- **TEXT SHOWN**:
::::
Tehran city council on Tuesday elected Pirooz Hanachi, a little-known technocrat, to the politically sensitive post of mayor that has in the past led to Iran’s presidency, state television reported.
Hanachi is the third mayor of Tehran to be elected by the city council since reformists swept to power in local polls in May 2017.
The 54-year-old Hanachi was a deputy mayor after the reformists took office in August 2017, having previously served as deputy minister at the roads and urban development ministry.
The interior ministry has to confirm his election, a mostly procedural process.
The reformists have promised transparency in running the city following corruption charges against their conservative rivals who controlled the Tehran council for 14 years.
The post of mayor has changed hands three times in 18 months, starting with Mohammad Ali Najafi who resigned officially on medical grounds amid reports he had been threatened with arrest by the prosecutor’s office.
His successor, Mohammad Ali Afshani, a retiree, now has to step down by December 6 after parliament passed a law banning retirees from holding official posts.
The post served as a political springboard for conservative hardliner Mahmoud Ahmadinejad, Iran’s president between 2005 and 2013, although fellow incumbent Mohammad Bagher Ghalibaf was unsuccessful in his bids for the presidency.
Despite winning the highest number of votes in last year’s polls, Mohsen Hashemi Rafsanjani, son of late ex-president Akbar Hashemi Rafsanjani, has repeatedly tried but failed to be elected mayor.
::::
- **DATA EXTRACT**:
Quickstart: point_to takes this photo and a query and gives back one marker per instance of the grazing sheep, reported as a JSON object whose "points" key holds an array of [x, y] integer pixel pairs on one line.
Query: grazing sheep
::::
- **QUESTIONS**:
a: From the article about Tehran's mayor, list every person named in full.
b: Reproduce a passage of the article about Tehran's mayor word for word: begin at the words "Tehran city council" and stop after the words "state television reported.".
Rely only on the article about Tehran's mayor, not on the listing.

- **SET OF ANSWERS**:
a:
Pirooz Hanachi
Mohammad Ali Najafi
Mohammad Ali Afshani
Mahmoud Ahmadinejad
Mohammad Bagher Ghalibaf
Mohsen Hashemi Rafsanjani
Akbar Hashemi Rafsanjani

b:
Tehran city council on Tuesday elected Pirooz Hanachi, a little-known technocrat, to the politically sensitive post of mayor that has in the past led to Iran’s presidency, state television reported.